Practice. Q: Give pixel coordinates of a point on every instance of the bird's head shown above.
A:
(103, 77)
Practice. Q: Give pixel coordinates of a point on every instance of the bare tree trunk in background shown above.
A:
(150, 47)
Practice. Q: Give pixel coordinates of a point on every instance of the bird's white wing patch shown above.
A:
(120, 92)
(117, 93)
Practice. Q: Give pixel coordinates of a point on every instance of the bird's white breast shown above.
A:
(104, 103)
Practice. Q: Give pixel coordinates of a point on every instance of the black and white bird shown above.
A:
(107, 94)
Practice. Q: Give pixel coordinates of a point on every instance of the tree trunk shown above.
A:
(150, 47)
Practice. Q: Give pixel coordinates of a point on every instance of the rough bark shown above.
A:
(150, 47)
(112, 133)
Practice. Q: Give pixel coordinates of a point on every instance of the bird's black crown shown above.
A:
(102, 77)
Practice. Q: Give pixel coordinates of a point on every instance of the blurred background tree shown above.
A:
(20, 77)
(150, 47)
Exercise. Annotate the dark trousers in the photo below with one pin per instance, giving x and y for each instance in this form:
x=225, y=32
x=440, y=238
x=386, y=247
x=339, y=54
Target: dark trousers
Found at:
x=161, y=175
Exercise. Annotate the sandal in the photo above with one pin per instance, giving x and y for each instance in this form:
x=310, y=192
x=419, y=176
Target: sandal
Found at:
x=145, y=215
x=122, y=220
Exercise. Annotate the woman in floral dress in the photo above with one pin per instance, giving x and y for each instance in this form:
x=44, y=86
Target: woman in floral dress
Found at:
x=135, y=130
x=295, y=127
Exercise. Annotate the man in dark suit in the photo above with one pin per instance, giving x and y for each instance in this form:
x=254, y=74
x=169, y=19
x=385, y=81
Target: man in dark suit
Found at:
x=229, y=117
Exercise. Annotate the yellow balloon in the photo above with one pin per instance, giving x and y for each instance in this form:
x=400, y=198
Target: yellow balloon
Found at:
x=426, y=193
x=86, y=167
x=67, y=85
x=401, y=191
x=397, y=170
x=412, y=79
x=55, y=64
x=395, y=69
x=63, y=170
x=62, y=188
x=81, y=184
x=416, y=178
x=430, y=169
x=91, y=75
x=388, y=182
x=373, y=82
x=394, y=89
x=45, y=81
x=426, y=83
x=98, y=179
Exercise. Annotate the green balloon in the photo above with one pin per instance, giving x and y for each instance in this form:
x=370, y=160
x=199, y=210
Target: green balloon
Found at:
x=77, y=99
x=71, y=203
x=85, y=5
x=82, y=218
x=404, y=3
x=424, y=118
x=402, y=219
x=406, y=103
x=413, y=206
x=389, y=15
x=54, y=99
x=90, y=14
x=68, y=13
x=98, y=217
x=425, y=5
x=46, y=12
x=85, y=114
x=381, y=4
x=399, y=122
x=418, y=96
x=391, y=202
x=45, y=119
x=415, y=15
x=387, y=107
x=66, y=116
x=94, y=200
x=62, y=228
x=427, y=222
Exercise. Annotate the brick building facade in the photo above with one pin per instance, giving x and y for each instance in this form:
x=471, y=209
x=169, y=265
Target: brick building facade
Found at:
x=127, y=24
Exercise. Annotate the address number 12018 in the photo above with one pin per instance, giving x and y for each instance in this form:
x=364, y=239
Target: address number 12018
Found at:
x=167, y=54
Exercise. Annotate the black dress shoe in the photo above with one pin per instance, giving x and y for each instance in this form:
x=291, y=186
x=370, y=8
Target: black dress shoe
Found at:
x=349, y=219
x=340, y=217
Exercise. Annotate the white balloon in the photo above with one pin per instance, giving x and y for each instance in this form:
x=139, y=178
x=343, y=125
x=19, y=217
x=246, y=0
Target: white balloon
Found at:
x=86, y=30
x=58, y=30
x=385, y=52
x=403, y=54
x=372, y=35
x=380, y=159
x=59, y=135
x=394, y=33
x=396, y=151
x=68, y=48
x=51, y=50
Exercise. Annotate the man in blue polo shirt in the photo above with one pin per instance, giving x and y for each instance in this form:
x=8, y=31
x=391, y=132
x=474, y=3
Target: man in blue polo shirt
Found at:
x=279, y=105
--------------------------------
**TASK INSTRUCTIONS:**
Where does the string "sandal" appear in the records above? Show every line that holds it.

**ANSWER TO THE EXERCISE:**
Exercise. Annotate the sandal in the photo above with one pin per instance, giving x and y for each instance in this form:
Target: sandal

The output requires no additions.